-- YOUR GOAL --
Exact transcription with no images: write out all of the entries below.

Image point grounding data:
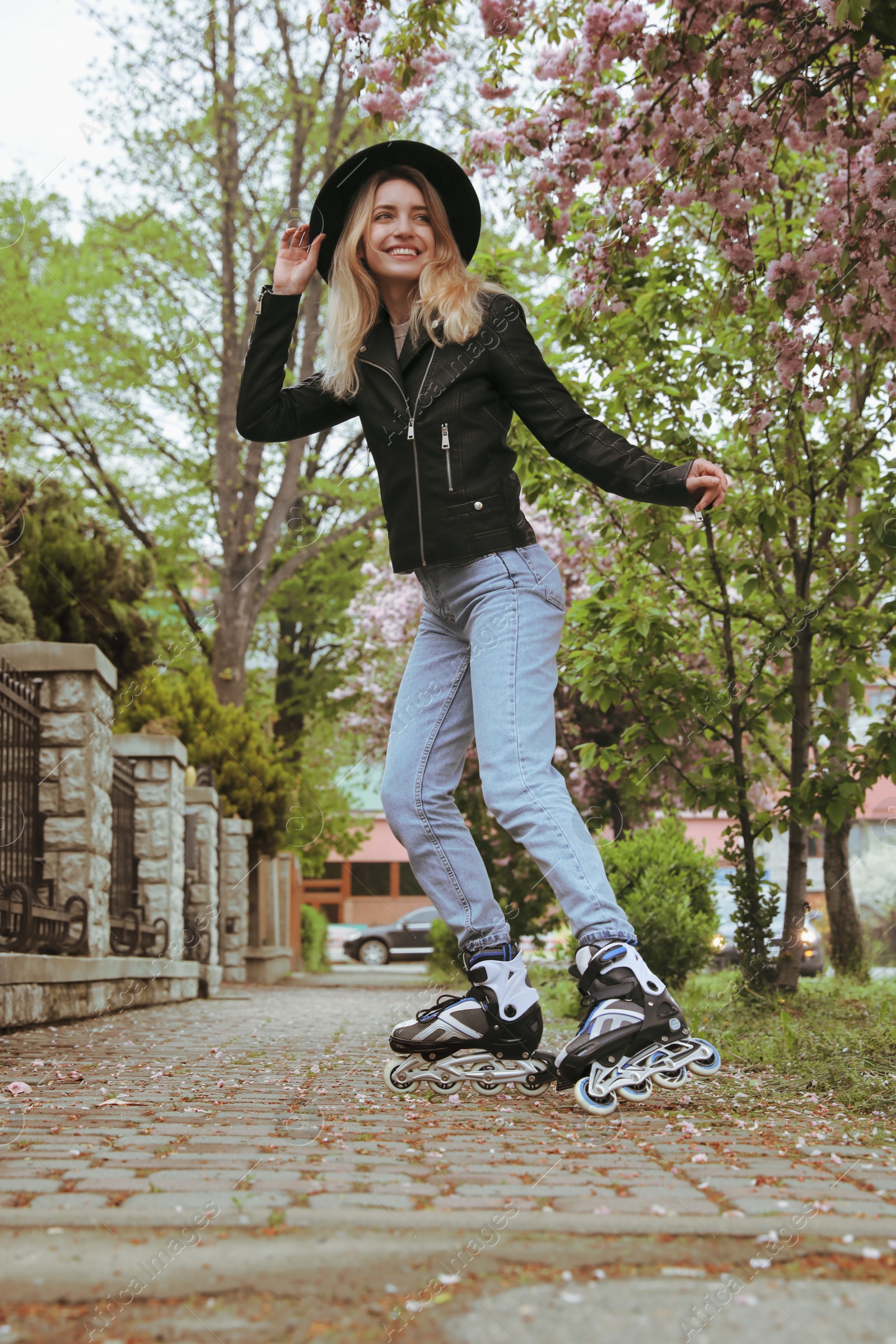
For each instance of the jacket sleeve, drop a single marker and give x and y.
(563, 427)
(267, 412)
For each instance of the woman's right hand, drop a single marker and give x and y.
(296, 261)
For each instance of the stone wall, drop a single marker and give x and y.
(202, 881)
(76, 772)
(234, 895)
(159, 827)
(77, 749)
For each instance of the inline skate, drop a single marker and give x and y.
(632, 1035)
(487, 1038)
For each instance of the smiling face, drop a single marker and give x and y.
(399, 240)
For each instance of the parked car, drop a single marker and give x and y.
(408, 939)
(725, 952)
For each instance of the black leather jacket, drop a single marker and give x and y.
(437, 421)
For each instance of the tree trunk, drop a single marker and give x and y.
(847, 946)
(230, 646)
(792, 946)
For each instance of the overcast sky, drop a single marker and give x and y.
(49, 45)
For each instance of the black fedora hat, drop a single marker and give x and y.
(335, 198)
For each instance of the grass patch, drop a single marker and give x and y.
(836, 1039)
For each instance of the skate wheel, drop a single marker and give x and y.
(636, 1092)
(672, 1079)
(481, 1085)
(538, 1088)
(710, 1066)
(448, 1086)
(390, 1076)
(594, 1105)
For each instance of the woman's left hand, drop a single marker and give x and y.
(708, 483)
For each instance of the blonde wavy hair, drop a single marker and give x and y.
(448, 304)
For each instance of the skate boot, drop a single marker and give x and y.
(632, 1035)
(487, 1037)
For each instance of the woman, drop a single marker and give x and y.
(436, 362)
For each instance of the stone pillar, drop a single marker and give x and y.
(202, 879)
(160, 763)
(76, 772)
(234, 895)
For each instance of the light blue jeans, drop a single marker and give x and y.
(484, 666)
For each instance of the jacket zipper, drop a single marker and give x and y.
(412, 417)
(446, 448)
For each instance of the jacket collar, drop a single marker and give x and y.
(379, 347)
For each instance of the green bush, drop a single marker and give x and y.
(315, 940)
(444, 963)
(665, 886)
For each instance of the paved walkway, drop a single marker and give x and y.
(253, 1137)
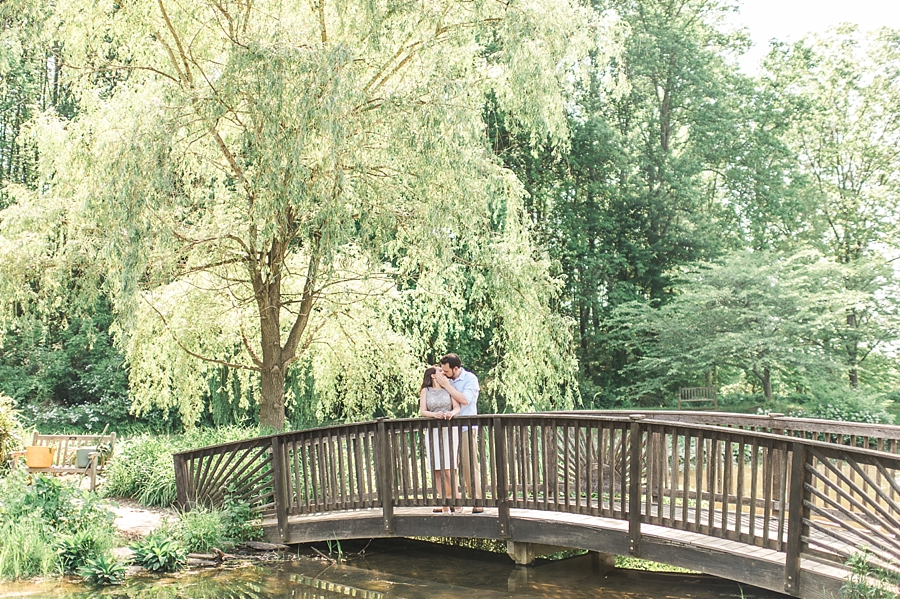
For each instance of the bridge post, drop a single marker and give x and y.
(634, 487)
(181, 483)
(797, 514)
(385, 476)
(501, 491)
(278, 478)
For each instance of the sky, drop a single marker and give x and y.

-- PROBLEM SOLUTION --
For each instance of the jacket sleeve, drop a single marker and give x and y.
(563, 427)
(267, 412)
For each instance of the woman's right hand, drop a single marker and give x and y.
(296, 261)
For each instance of the stone wall, drop a single marker and give x and y.
(202, 881)
(76, 772)
(234, 895)
(159, 827)
(77, 749)
For each instance of the inline skate, drop a single marker and give x and y.
(632, 1035)
(487, 1038)
For each instance of the smiling face, drop a single marker and give x and y.
(399, 240)
For each instance of the parked car, drop a single marker and give x and y.
(408, 939)
(725, 952)
For each instance of the black leather jacket, drop a single marker and give x and y.
(437, 421)
For each instance of the tree trunk, drop a single marker and give x and y.
(847, 946)
(230, 646)
(792, 946)
For each instance of the overcast sky, drop a single marker and give x and y.
(49, 45)
For each instance of the black fedora hat, drop a single marker and give x and y.
(335, 198)
For each instance of the grass patch, drop a single marker and give x and y.
(836, 1039)
For each instance of the skate wheel, drop a single marker and give x and y.
(636, 1092)
(672, 1079)
(481, 1085)
(538, 1088)
(710, 1066)
(448, 1086)
(390, 1076)
(594, 1105)
For each instance of the woman's left hand, drop a single marker and give x and y.
(708, 483)
For each instance of the blonde wavy hair, drop a single marker and give x and y.
(448, 304)
For each instance of the skate boot, drop a single marker and give x and y.
(632, 1035)
(487, 1037)
For each instance of the woman, drop a single marker and give x and y.
(436, 362)
For each instance of the stone pillar, drop a single marker and give x and y.
(202, 879)
(160, 763)
(76, 772)
(234, 895)
For each instance of the light blue jeans, drop a single marker and give x and y.
(484, 666)
For each instance of the jacket zipper, drop a single marker and give x and y.
(412, 417)
(446, 448)
For each instance of the jacket collar, drop a single marker and give x and y.
(379, 347)
For each instance of the green bush, drop a single marker and give x and y.
(315, 940)
(444, 963)
(665, 886)
For each instance of the paved walkway, drop a single marker and give x and y.
(253, 1137)
For each instance of the bridge post, drop a single marker and give x and y.
(634, 487)
(181, 483)
(797, 514)
(385, 476)
(501, 491)
(278, 478)
For each instance of the sky, drop a single marker and give x and y.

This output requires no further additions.